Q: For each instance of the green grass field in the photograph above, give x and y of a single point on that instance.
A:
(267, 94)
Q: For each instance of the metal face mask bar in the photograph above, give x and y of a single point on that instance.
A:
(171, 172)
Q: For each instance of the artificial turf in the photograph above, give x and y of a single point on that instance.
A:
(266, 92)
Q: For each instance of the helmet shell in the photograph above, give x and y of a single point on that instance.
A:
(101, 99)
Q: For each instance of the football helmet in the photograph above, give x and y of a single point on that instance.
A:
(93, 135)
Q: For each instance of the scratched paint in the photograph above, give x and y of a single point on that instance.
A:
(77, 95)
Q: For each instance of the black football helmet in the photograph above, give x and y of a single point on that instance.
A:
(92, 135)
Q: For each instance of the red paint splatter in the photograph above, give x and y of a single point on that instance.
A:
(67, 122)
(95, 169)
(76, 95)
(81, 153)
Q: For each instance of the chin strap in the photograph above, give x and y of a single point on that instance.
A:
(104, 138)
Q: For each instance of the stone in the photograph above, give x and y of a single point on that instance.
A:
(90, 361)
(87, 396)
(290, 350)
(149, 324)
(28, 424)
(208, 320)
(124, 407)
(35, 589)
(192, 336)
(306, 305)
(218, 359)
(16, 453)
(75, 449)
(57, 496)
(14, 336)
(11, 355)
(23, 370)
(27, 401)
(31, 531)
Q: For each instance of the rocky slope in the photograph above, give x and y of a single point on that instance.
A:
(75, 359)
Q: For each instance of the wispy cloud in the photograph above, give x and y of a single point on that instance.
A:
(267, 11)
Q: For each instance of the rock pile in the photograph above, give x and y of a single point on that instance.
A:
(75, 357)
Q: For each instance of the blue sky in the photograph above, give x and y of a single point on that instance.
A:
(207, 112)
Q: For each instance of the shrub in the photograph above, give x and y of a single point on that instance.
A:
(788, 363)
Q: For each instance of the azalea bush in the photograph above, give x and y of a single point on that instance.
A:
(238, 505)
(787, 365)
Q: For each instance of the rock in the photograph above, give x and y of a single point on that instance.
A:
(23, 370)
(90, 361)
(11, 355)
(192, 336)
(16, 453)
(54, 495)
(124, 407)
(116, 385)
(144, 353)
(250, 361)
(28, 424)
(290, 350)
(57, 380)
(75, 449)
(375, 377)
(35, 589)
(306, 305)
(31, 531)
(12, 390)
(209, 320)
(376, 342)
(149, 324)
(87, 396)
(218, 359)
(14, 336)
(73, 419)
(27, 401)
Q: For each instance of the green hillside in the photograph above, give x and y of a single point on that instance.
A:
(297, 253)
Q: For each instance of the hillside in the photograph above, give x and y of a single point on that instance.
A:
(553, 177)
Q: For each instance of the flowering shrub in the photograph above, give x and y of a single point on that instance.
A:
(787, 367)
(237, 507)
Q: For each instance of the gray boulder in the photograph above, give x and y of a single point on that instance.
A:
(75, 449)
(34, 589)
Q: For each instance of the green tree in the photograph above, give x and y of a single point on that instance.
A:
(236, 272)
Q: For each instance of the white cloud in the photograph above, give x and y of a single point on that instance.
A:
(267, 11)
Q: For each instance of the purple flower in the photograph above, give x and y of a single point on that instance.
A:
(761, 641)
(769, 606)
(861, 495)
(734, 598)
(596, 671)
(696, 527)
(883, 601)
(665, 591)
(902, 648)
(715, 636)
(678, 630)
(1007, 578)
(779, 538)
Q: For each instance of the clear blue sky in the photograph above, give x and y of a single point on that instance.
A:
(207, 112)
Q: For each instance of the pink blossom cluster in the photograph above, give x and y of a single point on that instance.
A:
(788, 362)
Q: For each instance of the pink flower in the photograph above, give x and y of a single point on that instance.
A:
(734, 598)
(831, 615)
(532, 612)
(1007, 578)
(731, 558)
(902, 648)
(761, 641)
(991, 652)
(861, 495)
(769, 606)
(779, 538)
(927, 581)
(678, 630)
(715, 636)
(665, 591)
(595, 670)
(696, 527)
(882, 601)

#### Exercise aim
Rewrite all of the items above, changing every "single point" to "one point" and leaving everything else the same.

#### Final answer
Q: For each instance of the green grass field in the photograph above, give x and y of a one point on that instance.
A:
(267, 94)
Q: For each instance of the metal face mask bar in the photograph above, give x and y of a one point on that instance.
A:
(171, 172)
Q: For each instance of the artificial turf in the photograph above, give x and y of a one point on that instance.
A:
(266, 92)
Q: For each instance of the helmet shell in the photograph above, give x and y of a one point on that instance.
A:
(101, 99)
Q: For each instance of the football helmet in the photograph above, give x and y of a one point on that instance.
A:
(93, 135)
Q: For each instance of the scratched paint in the photograph above, give x and y of a one point on that instance.
A:
(77, 95)
Q: For each instance of the black football helmet in the photograph above, give x and y of a one point on that instance.
A:
(92, 135)
Q: For each instance of the red paint splatter in the photograph above, give x and y of a one point on that instance.
A:
(67, 122)
(95, 169)
(76, 95)
(81, 153)
Q: For each instance of the chin strap in the photograph above, give x and y of a one point on that instance.
A:
(104, 138)
Q: For each instance of the stone in the photograph above, give x and y of a one point on that instance.
A:
(90, 361)
(87, 396)
(290, 350)
(149, 324)
(28, 424)
(208, 320)
(124, 407)
(35, 589)
(192, 336)
(306, 305)
(218, 359)
(16, 453)
(75, 449)
(57, 496)
(14, 336)
(11, 355)
(23, 370)
(27, 401)
(31, 531)
Q: For each instance of the rocky slope in the photograph above, give x and y of a one point on that instance.
A:
(75, 359)
Q: For each instance of the wispy cloud in the photograph above, give x and y of a one point on that instance.
A:
(267, 11)
Q: For each instance of the rock pile in the photograph above, give x and y of a one point on that instance.
A:
(75, 357)
Q: For each instance of the blue sky in the photograph above, give x and y of a one point on that instance.
A:
(207, 112)
Q: For each instance of the shrub in the photograph above, give x and y of a one point on that instance.
A:
(788, 363)
Q: For each instance of the azalea bush in the photograph above, give x and y of a one point on that instance.
A:
(238, 505)
(787, 365)
Q: For each instance of the rock in the photograph above, give x and y of a one point on that instance.
A:
(23, 370)
(90, 361)
(11, 355)
(192, 336)
(16, 453)
(54, 495)
(124, 407)
(116, 385)
(144, 353)
(250, 361)
(28, 424)
(290, 350)
(57, 380)
(75, 449)
(375, 377)
(35, 589)
(306, 305)
(31, 531)
(12, 390)
(209, 320)
(376, 342)
(149, 324)
(87, 396)
(218, 359)
(14, 336)
(73, 419)
(27, 401)
Q: For each instance of the green hillside in the photograph above, give x and y of a one point on that instance.
A:
(297, 253)
Q: For each instance of the hillside in the photograph above, give x and y of a one point on that instance.
A:
(553, 177)
Q: For each instance of the flowering shrub in the photograph above, give x and y of a one point on that instance.
A:
(787, 367)
(237, 507)
Q: For each instance of the gray boulder in the photograph above, give x and y of a one point on that instance.
A:
(75, 449)
(34, 589)
Q: For each instance of the green tree in the photograph above, give x and y of a one point on that instance.
A:
(236, 272)
Q: For each instance of the white cloud in the photograph above, give x and y of a one point on that instance.
A:
(267, 11)
Q: For each instance of the purple flower in the photograph above, give x and y of a one point on that instance.
A:
(761, 641)
(769, 606)
(861, 495)
(734, 598)
(596, 671)
(696, 527)
(883, 601)
(665, 591)
(902, 648)
(715, 636)
(678, 630)
(1007, 578)
(779, 538)
Q: For each instance of the clear blue sky in the photograph above, give x and y of a one point on that instance.
A:
(207, 112)
Q: For each instance of the pink blossom cluster in the photograph above, give x and y of a one point on that instance.
A:
(788, 362)
Q: For each instance of the pink flower in the photograph above, give x and y of a one point on that instance.
A:
(734, 598)
(831, 615)
(532, 612)
(1007, 578)
(731, 558)
(902, 648)
(761, 641)
(991, 652)
(861, 495)
(769, 606)
(779, 538)
(927, 581)
(678, 630)
(715, 636)
(665, 591)
(595, 670)
(696, 527)
(882, 601)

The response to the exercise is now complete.